----- Data listing
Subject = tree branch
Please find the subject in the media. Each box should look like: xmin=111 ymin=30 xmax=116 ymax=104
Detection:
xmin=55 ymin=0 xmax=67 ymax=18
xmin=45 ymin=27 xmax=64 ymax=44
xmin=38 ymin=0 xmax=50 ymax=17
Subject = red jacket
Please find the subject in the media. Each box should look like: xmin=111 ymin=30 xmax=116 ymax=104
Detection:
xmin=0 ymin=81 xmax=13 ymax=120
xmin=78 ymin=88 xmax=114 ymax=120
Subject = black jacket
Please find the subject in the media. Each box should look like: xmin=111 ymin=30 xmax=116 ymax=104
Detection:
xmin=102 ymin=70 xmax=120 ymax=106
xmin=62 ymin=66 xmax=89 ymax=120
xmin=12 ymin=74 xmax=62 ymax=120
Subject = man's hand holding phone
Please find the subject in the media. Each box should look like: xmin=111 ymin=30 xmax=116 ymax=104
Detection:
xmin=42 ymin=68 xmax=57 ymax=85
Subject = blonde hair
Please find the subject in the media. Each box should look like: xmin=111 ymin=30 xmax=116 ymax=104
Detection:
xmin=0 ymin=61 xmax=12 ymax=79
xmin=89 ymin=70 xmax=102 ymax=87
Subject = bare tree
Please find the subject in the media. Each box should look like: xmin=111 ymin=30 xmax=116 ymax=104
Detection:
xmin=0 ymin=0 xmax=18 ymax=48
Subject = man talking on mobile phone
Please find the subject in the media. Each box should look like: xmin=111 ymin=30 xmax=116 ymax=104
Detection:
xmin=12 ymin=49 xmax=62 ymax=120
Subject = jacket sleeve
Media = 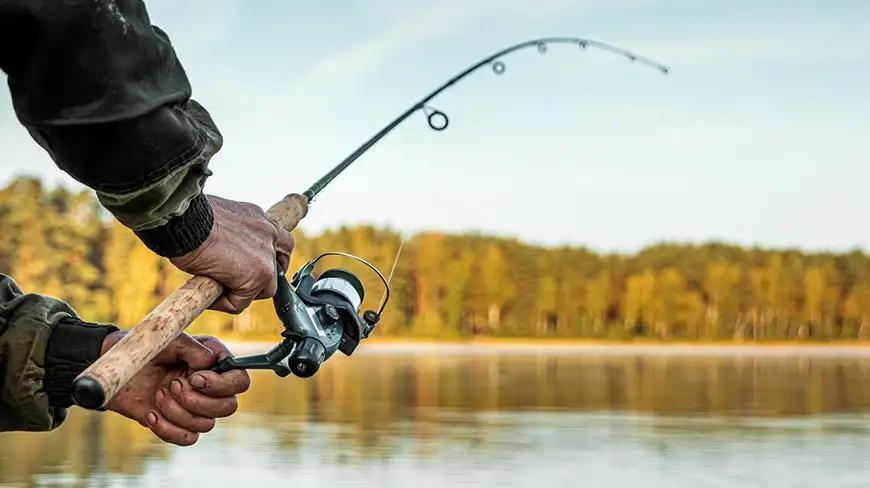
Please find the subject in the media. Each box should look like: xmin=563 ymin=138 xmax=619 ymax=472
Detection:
xmin=0 ymin=0 xmax=222 ymax=257
xmin=0 ymin=274 xmax=118 ymax=432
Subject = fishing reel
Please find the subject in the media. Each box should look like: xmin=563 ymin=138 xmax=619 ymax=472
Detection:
xmin=211 ymin=252 xmax=390 ymax=378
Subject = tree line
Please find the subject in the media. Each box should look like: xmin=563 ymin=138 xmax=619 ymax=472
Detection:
xmin=0 ymin=177 xmax=870 ymax=341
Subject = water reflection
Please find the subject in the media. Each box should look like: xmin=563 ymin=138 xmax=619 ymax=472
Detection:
xmin=0 ymin=348 xmax=870 ymax=487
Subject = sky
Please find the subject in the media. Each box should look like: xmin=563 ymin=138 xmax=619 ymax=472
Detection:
xmin=0 ymin=0 xmax=870 ymax=252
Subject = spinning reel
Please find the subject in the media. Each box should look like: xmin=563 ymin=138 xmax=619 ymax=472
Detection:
xmin=211 ymin=252 xmax=390 ymax=378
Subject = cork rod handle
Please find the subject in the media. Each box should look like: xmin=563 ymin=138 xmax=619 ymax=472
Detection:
xmin=73 ymin=193 xmax=308 ymax=410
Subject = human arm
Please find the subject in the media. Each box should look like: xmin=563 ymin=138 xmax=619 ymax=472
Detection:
xmin=0 ymin=0 xmax=293 ymax=313
xmin=0 ymin=274 xmax=250 ymax=446
xmin=0 ymin=0 xmax=222 ymax=258
xmin=0 ymin=274 xmax=118 ymax=432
----------
--- Problem ---
Reproduce the records above line for line, leaving out the pictures.

--- Written solution ---
Subject = tree branch
Please find the subject in the media. Each box should look like: xmin=111 ymin=30 xmax=116 ymax=104
Detection:
xmin=55 ymin=0 xmax=67 ymax=18
xmin=45 ymin=27 xmax=64 ymax=44
xmin=38 ymin=0 xmax=50 ymax=17
Subject = red jacket
Please find the subject in the media. Each box should look like: xmin=111 ymin=30 xmax=116 ymax=104
Detection:
xmin=0 ymin=81 xmax=13 ymax=120
xmin=78 ymin=88 xmax=114 ymax=120
Subject = black jacket
Please find the subject in the media. Each box should look like: xmin=111 ymin=30 xmax=116 ymax=104
Detection:
xmin=102 ymin=70 xmax=120 ymax=106
xmin=62 ymin=66 xmax=89 ymax=120
xmin=12 ymin=74 xmax=62 ymax=120
Subject = man's hand holding phone
Please find the subject in the media. Each box should look like: xmin=111 ymin=30 xmax=116 ymax=104
Detection:
xmin=42 ymin=68 xmax=57 ymax=85
Subject = blonde hair
Please find the subject in the media. Each box should look like: xmin=111 ymin=30 xmax=116 ymax=104
Detection:
xmin=0 ymin=61 xmax=12 ymax=79
xmin=89 ymin=70 xmax=102 ymax=87
Subject = bare tree
Please find the subject in the media. Each box should look like: xmin=111 ymin=30 xmax=116 ymax=104
Detection:
xmin=0 ymin=0 xmax=18 ymax=48
Subject = man talking on mobile phone
Please find the subject in the media. Each box should look like: xmin=111 ymin=30 xmax=116 ymax=104
Detection:
xmin=12 ymin=49 xmax=62 ymax=120
Subject = jacket sleeve
Media = 
Please find the subject in the media. Each box should look like: xmin=563 ymin=138 xmax=619 ymax=472
Detection:
xmin=0 ymin=0 xmax=222 ymax=257
xmin=0 ymin=274 xmax=118 ymax=432
Subject = fishing reel
Please find the subject in the media. Each box should look like: xmin=563 ymin=138 xmax=619 ymax=472
Detection:
xmin=211 ymin=252 xmax=390 ymax=378
Subject = tree line
Please find the subject in the media. Each box should look like: xmin=563 ymin=138 xmax=619 ymax=472
Detection:
xmin=0 ymin=177 xmax=870 ymax=341
Subject = water reflection
Please find the subject in the media. Each box should look like: xmin=563 ymin=138 xmax=619 ymax=472
Detection:
xmin=0 ymin=348 xmax=870 ymax=487
Subject = sky
Please find the subject in the media. Each box should look like: xmin=563 ymin=138 xmax=619 ymax=472
Detection:
xmin=0 ymin=0 xmax=870 ymax=252
Subject = spinning reel
Please find the subject in the media. Each box should look like: xmin=563 ymin=138 xmax=619 ymax=472
Detection:
xmin=211 ymin=252 xmax=390 ymax=378
Subject = cork rod handle
Please find the subject in the media. Each box should look like: xmin=563 ymin=138 xmax=619 ymax=472
Detection:
xmin=73 ymin=193 xmax=308 ymax=410
Subject = human arm
Please find the subject in the media. Each box should look like: xmin=563 ymin=138 xmax=619 ymax=472
Detection:
xmin=0 ymin=0 xmax=293 ymax=313
xmin=0 ymin=274 xmax=250 ymax=446
xmin=0 ymin=0 xmax=222 ymax=258
xmin=0 ymin=274 xmax=118 ymax=432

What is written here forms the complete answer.